Start of Task material

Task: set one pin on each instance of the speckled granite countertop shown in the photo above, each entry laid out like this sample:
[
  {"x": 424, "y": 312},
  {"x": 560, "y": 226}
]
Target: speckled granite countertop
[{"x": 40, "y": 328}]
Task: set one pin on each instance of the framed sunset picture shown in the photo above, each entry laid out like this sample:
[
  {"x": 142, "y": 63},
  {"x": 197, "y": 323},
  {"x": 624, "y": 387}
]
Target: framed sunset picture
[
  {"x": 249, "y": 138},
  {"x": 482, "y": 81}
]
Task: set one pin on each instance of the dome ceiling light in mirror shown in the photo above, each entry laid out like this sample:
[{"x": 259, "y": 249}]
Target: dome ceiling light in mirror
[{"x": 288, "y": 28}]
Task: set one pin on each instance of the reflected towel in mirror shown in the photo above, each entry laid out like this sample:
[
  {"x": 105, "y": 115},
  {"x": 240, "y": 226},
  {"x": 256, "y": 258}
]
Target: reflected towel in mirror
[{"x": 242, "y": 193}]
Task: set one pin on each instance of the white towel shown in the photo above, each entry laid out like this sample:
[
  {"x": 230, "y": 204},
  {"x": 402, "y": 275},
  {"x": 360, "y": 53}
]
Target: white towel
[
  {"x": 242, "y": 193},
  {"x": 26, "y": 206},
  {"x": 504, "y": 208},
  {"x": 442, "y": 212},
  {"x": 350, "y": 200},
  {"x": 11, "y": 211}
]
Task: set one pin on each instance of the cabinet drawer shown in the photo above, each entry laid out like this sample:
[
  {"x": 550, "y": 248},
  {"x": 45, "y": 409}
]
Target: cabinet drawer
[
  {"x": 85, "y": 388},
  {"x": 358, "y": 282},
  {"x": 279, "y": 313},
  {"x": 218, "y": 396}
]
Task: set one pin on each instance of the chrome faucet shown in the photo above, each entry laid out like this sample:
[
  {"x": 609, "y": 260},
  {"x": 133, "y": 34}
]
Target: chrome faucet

End of Task material

**What to do:** Rewrite the records as a numbered list, starting with the line containing "Task: set one pin on each instance of the white" and going on through the end of the records. Leave out any blank lines.

**Reply to the exercise:**
1. Task: set one pin on each instance of the white towel shown in the photo above, each entry laid out like this sample:
2. [
3.   {"x": 230, "y": 204},
4.   {"x": 402, "y": 275},
5.   {"x": 360, "y": 53}
6. ]
7. Target: white towel
8. [
9.   {"x": 242, "y": 193},
10.   {"x": 26, "y": 206},
11.   {"x": 504, "y": 208},
12.   {"x": 442, "y": 212},
13.   {"x": 350, "y": 200},
14.   {"x": 11, "y": 211}
15. ]
16. Task: set one pin on each instance of the cabinet drawer shown in the photo above, each entry laid out like this sample:
17. [
18.   {"x": 550, "y": 248},
19.   {"x": 45, "y": 409}
20. ]
21. Target: cabinet drawer
22. [
23.   {"x": 85, "y": 388},
24.   {"x": 358, "y": 282},
25.   {"x": 279, "y": 313},
26.   {"x": 218, "y": 396}
27. ]
28. Task: set one pin on each instance of the chrome faucet shown in the photo above, each entry laid out like this sample:
29. [
30.   {"x": 609, "y": 260},
31.   {"x": 133, "y": 34}
32. ]
33. Target: chrome faucet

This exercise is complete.